**原文**
┄┄┄┄┄┄

在我們這個時代,人機交互,也許永遠是最重要、最前衛、最受人誤解、也最令人興奮的話題。

在今日美術館機箱形的展廳里,200多名觀眾席地而坐,將6名嘉賓團團圍住的情景,讓人想起電影版《攻殼機動隊》里的某個鏡頭——一群仿生人被當做數據存儲器,參禪般圍坐在主伺服器周圍。

▲ 伺服器待機中(攝影:蘇小七)

▲ 電影《攻殼機動隊》里的場景。

這是「時間們·上傳之後」的論壇現場,只差幾條接線,我們就可以自稱是在拍攝科幻大片。在局長姬少亭的主持下,6名身份各異的嘉賓來自藝術、IT、文學等領域,顯然,他們對「上傳」這事有話要說。

▲ 大家坐好,我們準備上傳了。(攝影:吳珏輝)

▲ 本次上傳的協調者,未來局局長姬少亭。(攝影:阿巽)

┄┄┄┄┄┄

**資料**
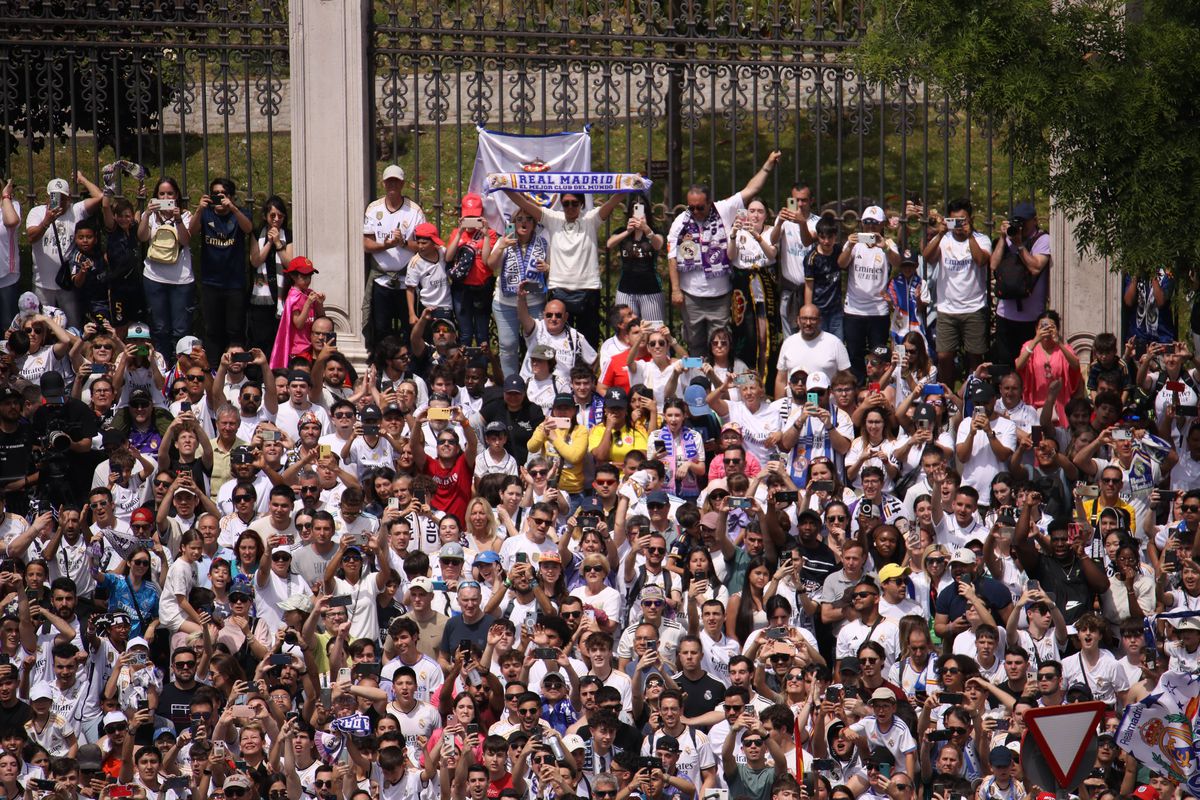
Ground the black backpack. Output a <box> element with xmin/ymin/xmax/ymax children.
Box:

┄┄┄┄┄┄

**作答說明**
1. 根據這篇論壇報導回答:
(a) 展廳裡有多少名觀眾席地而坐?
(b) 論壇由誰主持?
(c) 6名嘉賓來自哪些領域?
2. 從這篇「時間們·上傳之後」論壇報導的最後一句之後接著寫下去。

**逐題答案**
1.
(a) 200多名。
(b) 未來局局長姬少亭。
(c) 藝術、IT、文學等領域。

2.
長久以來,上傳後的未來既能引起恐怖,也帶來歡樂。恐懼的源頭,來自於人類認為自己將乖乖加入恐龍的行列,成為曾經統治地球但被淘汰的物種之一。或者,自己變成機器,再苟延殘喘一陣子。

科幻評論家李兆欣列舉了過去幾十年,人類對電子世界的幾種代表性幻想:

7、80年代,美國科幻作家喬安娜·露絲(Joanna Russ)開始在Nobody』s Home里構想:人類會對信息過載產生焦慮,就像一塊硬碟,因存儲空間不夠而變慢、故障、發脾氣。弗諾·文奇的《真名實姓》更進一步,講述一個中年男人如何戰勝從數據深淵中誕生的邪神。

然後,「賽博朋克」這個詞語誕生了,但在威廉·吉布森和菲利普·K·迪克的小說里,上傳了自己的人都不怎麼開心——他們被控制、被壓迫,在龐大的網路中,被數據洪流裹挾著不知所措。

▲ 賽博朋克世界的經典風光(來源:wallconvert.com

另一方面,上傳也可能是件樂事。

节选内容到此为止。